SELECTED TEXT →
------------------------------------------------

This Wi-SUN reference deployment is meant for indoor or laboratory environments:

• The reference deployment consists of uncased development boards.
• RF coverage is limited, as the RF shield does not include additional amplifiers.

In RF signaling, the radio EUI64 MAC address must be globally unique, or the devices cannot operate in the same region. You can do this using a separate chip on your own EUI64 range. The Ethernet address (EUI48) must also be unique.

For small-scale testing, use TRNG-randomized EUI64 and EUI48 values. For larger-scale deployments, you must ensure address uniqueness. For more information about obtaining globally unique MAC/Ethernet address see IEEE faqs.

Hardware requirements

To build a Wi-SUN FAN, you need the following devices:

• Wi-SUN devices (for example, 10 pieces).
• RF shields (for each Wi-SUN device and border router).
• A Wi-SUN border router.

------------------------------------------------

LISTED RECORDS →
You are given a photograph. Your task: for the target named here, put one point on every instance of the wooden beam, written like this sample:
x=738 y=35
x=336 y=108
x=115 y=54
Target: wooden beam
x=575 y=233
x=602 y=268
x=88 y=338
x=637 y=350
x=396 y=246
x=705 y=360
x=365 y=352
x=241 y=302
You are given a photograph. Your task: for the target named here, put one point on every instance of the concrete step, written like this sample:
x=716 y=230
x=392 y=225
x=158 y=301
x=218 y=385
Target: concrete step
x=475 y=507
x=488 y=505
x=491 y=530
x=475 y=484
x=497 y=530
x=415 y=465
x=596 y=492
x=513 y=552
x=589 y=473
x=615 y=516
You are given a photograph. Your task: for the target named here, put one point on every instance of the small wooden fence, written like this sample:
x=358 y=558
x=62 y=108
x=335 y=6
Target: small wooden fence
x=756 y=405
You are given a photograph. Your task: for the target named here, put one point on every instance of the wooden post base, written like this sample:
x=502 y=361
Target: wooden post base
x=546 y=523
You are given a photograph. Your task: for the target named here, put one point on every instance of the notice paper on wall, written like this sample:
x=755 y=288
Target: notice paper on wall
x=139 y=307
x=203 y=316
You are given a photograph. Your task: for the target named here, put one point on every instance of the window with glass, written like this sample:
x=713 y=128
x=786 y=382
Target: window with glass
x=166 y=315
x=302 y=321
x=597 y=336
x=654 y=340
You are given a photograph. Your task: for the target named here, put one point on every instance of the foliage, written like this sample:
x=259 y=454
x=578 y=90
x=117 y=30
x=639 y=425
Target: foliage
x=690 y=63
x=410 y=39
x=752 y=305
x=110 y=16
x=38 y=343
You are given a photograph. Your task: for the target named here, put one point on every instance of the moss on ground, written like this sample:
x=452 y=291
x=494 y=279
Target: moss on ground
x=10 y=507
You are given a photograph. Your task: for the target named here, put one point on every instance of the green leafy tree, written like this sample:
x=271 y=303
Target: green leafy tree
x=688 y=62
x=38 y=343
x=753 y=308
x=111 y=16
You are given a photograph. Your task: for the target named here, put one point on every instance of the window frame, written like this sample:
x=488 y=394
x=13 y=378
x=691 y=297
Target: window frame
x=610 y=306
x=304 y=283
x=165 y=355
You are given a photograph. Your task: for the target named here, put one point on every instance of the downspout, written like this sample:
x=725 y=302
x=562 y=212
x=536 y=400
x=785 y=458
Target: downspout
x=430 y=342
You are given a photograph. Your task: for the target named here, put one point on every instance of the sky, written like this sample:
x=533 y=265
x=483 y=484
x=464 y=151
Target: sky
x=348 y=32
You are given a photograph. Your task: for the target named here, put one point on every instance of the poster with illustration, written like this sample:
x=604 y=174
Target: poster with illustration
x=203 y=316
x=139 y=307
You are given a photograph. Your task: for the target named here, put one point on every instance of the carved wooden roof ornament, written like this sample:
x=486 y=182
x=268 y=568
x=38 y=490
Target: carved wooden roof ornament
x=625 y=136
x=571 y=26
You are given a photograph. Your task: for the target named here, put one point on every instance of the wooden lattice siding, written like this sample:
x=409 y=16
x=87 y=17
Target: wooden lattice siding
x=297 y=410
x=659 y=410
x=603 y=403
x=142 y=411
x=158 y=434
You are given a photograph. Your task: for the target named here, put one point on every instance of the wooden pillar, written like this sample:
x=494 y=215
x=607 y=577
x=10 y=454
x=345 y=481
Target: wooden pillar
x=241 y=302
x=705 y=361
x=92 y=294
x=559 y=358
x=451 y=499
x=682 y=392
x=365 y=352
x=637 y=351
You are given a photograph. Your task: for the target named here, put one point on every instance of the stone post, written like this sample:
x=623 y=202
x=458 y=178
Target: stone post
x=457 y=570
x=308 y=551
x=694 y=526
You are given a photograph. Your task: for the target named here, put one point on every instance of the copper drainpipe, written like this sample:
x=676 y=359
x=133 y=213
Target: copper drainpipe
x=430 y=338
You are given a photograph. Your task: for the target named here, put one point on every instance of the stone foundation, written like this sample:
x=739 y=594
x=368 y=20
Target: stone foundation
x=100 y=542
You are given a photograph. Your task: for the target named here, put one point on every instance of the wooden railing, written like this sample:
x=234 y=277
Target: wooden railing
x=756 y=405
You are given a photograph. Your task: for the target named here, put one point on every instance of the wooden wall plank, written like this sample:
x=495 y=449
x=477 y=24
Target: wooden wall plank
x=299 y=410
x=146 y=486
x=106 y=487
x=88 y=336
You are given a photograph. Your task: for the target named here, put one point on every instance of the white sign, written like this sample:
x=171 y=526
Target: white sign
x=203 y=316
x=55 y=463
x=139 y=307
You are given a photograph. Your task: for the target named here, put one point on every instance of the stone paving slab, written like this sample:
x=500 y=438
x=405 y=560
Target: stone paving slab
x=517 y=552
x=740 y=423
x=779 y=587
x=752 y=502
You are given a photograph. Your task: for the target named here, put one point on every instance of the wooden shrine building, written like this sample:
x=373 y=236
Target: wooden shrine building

------------------------------------------------

TASK SET →
1: List the devices that the Wi-SUN deployment text says you need to build a Wi-SUN FAN.
2: Please pick up the Wi-SUN deployment text after its final line and keep writing.

TASK ANSWERS →
1:
Wi-SUN devices (for example, 10 pieces)
RF shields (for each Wi-SUN device and border router)
A Wi-SUN border router

2:
  • Ethernet connection (recommended) for the border router, with IPv6 connectivity with stateless address auto configuration (SLAAC) enabled.

  • LTE connection (optionally) for the border router.

    • Quectel development board.
    • LTE modem.
    • SIM card with LTE connection supporting IPv6.

    Note: You must ensure you use the correct variant of this modem to work in your country.

Reference hardware

Development boards

Several Mbed OS supported boards are available for you to use to evaluate Wi-SUN networks. Some that that are commonly used as reference hardware include:

NXP IMXRT1050-EVKB

• Wi-SUN border router or Wi-SUN device.
• Arduino header SPI signals are not connected by default. To connect them, add 0 ohm resistors to R278, R279, R280 and R281 on the backside of the board.
• Arduino header I2C signals D14 and D15 are not capable of master mode. If this mode of I2C is needed, connect D14(SDA) to A4 and D15(SCL) to A5 and select A4 as SDA and A5 as SCL.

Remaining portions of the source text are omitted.